**EXCERPT:**
* Start *
By Shelburne Tree Advisory Committee
On Friday, May 5, Vermonters celebrated Arbor Day. Since its inception in 1872 by Nebraskan J. Sterling Morton, it has been a day set aside for the celebration of trees and their benefits. The following is an excerpt from an article written by the National Arbor Day Foundation about the very first Arbor Day and its founder:
Among the pioneers moving in to the Nebraska Territory in 1854 was J. Sterling Morton from Detroit. He and his wife were lovers of nature, and the home they established in Nebraska was quickly planted with trees, shrubs and flowers. Morton was a journalist and soon became editor of Nebraska’s finest newspaper. Given that forum, he spread agricultural information and his enthusiasm for trees to an equally enthusiastic audience.
His fellow pioneers missed their trees, but more importantly, trees were needed as wind breaks to keep soil in place, for fuel and building materials, and for shade from the hot sun. Morton not only advocated tree planting by individuals in his articles and editorials, but he also encouraged civic organizations to join in. His prominence in the area increased and he became secretary of the Nebraska Territory, which provided another opportunity to stress the value of trees.
On Jan. 4, 1872, Morton first proposed a tree-planting holiday to be called Arbor Day at a meeting of the State Board of Agriculture. The date was set for April 10, 1872. Prizes were offered to counties and individuals for planting (properly) the largest number of trees on that day. It was estimated that more than one million trees were planted in Nebraska on the first Arbor Day.
Arbor Day was officially proclaimed by the young state’s Governor Robert W. Furnas on March 12, 1874, and the day itself was observed April 10, 1874. In 1885, Arbor Day was named a legal holiday in Nebraska and April 22, Morton’s birthday, was selected as the date for its permanent observance.
According to accounts from the Nebraska City News, April 1885, the city celebrated Arbor Day with a grand parade and a speech by J. Sterling Morton. Students of different grades met at their respective school rooms in the morning for the purpose of planting at least one tree. Each tree that was planted was labeled with the grade and the time planted, and was to be specially cared for by that grade.
* End *
**DATASET ROWS:**
* Start *
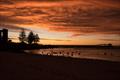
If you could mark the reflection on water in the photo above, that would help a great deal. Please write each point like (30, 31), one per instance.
(105, 54)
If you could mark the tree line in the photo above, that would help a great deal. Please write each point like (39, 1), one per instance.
(30, 38)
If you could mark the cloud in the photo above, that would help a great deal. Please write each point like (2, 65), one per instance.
(12, 27)
(77, 16)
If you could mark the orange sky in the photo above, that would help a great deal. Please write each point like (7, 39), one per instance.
(75, 22)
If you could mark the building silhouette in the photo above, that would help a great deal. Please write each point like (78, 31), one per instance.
(4, 36)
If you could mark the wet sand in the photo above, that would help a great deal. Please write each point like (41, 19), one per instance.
(19, 66)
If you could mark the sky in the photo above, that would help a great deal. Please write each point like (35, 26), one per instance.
(64, 22)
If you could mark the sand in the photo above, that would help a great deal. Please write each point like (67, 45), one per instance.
(19, 66)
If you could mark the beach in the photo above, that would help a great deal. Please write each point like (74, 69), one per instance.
(21, 66)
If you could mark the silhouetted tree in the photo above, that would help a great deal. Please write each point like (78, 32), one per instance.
(22, 36)
(36, 38)
(31, 37)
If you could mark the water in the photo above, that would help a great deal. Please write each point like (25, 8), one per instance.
(89, 53)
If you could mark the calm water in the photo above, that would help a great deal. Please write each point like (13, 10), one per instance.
(105, 54)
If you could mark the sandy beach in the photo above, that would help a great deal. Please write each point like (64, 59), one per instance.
(19, 66)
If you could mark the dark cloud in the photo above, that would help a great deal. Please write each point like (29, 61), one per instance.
(82, 17)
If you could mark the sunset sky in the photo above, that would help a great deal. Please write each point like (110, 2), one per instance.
(71, 22)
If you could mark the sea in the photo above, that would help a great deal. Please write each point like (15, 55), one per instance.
(83, 53)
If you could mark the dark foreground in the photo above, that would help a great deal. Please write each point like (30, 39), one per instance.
(34, 67)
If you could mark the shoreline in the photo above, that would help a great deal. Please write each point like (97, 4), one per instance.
(16, 66)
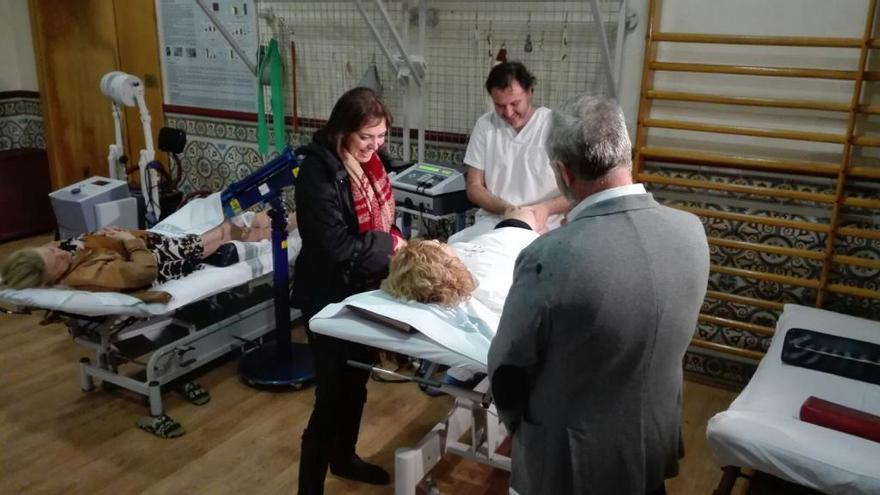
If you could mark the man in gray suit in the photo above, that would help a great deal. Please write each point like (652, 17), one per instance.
(586, 368)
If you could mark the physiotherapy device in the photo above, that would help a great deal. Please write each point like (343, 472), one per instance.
(431, 189)
(282, 363)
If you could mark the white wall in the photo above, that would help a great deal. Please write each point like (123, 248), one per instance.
(17, 68)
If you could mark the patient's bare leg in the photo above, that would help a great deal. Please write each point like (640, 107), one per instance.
(261, 226)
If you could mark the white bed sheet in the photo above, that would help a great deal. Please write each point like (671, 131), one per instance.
(761, 430)
(196, 217)
(447, 336)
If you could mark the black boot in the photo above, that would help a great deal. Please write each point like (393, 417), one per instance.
(355, 468)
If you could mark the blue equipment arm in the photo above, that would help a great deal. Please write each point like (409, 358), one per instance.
(262, 185)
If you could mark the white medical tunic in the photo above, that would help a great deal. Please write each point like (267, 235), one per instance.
(515, 165)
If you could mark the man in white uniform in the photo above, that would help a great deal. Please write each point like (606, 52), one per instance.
(507, 164)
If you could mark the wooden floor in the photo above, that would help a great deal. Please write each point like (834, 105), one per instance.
(56, 439)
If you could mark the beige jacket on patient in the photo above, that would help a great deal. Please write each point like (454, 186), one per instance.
(107, 264)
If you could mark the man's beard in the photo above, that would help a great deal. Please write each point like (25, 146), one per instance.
(563, 188)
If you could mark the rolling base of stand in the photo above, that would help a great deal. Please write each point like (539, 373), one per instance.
(261, 368)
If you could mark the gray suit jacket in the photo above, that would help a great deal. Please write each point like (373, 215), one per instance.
(597, 322)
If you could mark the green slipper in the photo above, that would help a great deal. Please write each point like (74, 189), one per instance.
(195, 393)
(162, 426)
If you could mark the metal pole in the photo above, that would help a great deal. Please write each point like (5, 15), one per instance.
(606, 52)
(398, 42)
(376, 35)
(423, 90)
(618, 45)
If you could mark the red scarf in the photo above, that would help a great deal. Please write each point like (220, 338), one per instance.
(373, 199)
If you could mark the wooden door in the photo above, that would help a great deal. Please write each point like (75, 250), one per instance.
(75, 44)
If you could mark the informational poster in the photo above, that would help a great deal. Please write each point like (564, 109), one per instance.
(199, 66)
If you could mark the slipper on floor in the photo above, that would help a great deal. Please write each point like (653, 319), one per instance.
(162, 426)
(195, 393)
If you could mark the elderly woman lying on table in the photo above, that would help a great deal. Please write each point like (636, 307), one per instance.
(125, 260)
(477, 274)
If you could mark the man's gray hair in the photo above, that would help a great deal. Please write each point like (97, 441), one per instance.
(588, 134)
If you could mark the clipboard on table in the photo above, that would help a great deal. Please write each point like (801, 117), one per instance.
(384, 320)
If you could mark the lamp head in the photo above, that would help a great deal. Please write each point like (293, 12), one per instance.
(121, 88)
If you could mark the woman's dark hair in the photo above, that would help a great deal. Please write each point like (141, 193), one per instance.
(354, 109)
(503, 74)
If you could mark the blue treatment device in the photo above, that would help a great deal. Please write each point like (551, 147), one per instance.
(262, 185)
(281, 364)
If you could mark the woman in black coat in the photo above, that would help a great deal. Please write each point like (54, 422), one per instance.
(345, 213)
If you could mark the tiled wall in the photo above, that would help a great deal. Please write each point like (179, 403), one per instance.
(220, 152)
(21, 124)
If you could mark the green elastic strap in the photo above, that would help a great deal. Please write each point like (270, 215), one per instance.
(272, 58)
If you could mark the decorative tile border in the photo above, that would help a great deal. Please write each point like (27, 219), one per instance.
(219, 152)
(21, 123)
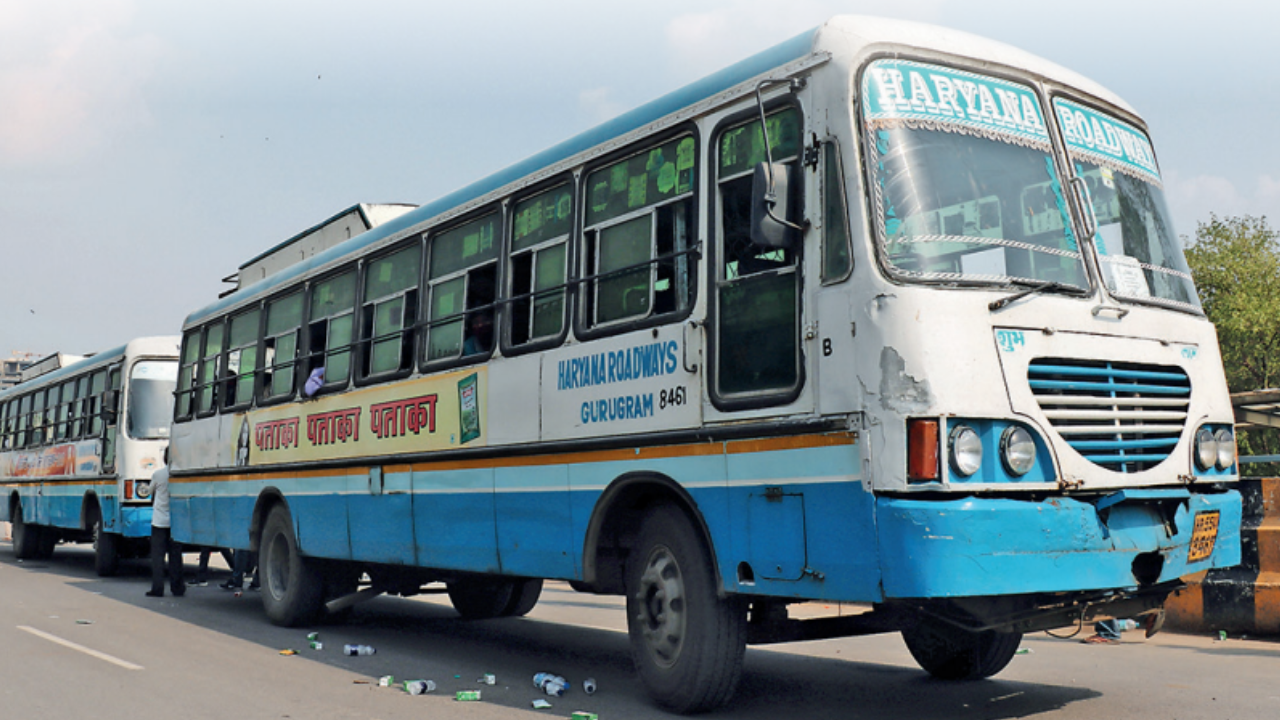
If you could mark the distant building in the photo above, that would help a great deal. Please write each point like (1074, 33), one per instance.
(346, 224)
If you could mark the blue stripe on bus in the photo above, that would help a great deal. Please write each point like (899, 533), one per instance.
(1123, 458)
(1120, 443)
(1079, 370)
(1107, 387)
(627, 122)
(758, 506)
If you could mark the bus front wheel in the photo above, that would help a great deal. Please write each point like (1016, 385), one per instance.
(950, 652)
(26, 537)
(686, 641)
(292, 586)
(106, 550)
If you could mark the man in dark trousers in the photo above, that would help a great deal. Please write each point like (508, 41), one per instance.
(161, 542)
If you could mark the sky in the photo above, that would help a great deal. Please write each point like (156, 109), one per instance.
(149, 147)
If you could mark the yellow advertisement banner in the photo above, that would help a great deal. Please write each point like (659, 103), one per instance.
(425, 414)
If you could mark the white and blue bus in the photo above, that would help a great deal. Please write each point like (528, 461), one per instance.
(78, 446)
(886, 314)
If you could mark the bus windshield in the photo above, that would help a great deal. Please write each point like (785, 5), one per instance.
(1138, 251)
(151, 386)
(965, 187)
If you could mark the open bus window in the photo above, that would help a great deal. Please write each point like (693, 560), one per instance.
(280, 346)
(539, 255)
(151, 384)
(1138, 251)
(330, 332)
(964, 183)
(757, 300)
(389, 311)
(78, 405)
(206, 397)
(241, 360)
(184, 400)
(836, 237)
(639, 235)
(462, 286)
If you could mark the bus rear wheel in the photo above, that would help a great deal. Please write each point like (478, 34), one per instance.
(688, 642)
(292, 586)
(950, 652)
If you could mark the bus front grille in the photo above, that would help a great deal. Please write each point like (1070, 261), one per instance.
(1124, 417)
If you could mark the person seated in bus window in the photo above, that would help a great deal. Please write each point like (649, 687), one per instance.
(479, 336)
(314, 382)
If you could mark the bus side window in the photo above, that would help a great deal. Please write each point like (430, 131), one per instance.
(206, 399)
(836, 259)
(96, 390)
(638, 235)
(183, 400)
(241, 359)
(80, 410)
(462, 291)
(67, 395)
(110, 417)
(330, 331)
(388, 313)
(280, 346)
(757, 287)
(539, 254)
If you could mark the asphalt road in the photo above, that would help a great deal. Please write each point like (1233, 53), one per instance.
(81, 646)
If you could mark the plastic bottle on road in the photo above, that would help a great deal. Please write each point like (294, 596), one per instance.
(551, 684)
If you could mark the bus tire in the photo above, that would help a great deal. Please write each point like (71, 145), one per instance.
(524, 597)
(686, 641)
(292, 586)
(46, 541)
(26, 537)
(106, 550)
(481, 598)
(949, 652)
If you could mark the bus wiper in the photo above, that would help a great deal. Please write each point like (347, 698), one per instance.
(1048, 286)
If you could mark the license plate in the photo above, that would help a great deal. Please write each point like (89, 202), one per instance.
(1203, 534)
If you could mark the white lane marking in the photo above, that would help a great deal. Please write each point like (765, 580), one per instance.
(113, 660)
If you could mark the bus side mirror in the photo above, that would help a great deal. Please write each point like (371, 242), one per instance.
(769, 194)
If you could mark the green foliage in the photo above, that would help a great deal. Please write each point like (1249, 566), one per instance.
(1237, 268)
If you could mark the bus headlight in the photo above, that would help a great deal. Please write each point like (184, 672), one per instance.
(1018, 450)
(965, 450)
(1225, 440)
(1206, 449)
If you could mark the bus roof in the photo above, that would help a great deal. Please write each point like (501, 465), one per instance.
(163, 346)
(849, 36)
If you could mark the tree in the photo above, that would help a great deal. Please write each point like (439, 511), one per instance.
(1235, 263)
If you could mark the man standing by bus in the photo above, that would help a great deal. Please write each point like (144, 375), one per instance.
(161, 542)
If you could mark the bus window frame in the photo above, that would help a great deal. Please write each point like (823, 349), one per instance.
(497, 306)
(585, 282)
(231, 379)
(311, 359)
(364, 346)
(268, 372)
(205, 358)
(568, 287)
(784, 395)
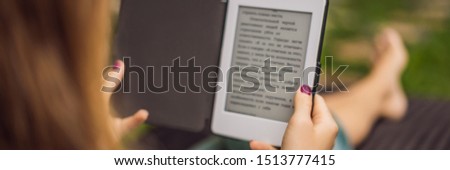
* End *
**STATED EXERCISE 1:**
In the Arbor Day article, roughly how many trees were planted in Nebraska on the first Arbor Day?
**STATED EXERCISE 2:**
Copy the part of the Arbor Day article that begins at the words "On Jan. 4, 1872, Morton" and stops after "its permanent observance.".

**EXPECTED OUTPUT 1:**
More than one million trees.

**EXPECTED OUTPUT 2:**
On Jan. 4, 1872, Morton first proposed a tree-planting holiday to be called Arbor Day at a meeting of the State Board of Agriculture. The date was set for April 10, 1872. Prizes were offered to counties and individuals for planting (properly) the largest number of trees on that day. It was estimated that more than one million trees were planted in Nebraska on the first Arbor Day.
Arbor Day was officially proclaimed by the young state’s Governor Robert W. Furnas on March 12, 1874, and the day itself was observed April 10, 1874. In 1885, Arbor Day was named a legal holiday in Nebraska and April 22, Morton’s birthday, was selected as the date for its permanent observance.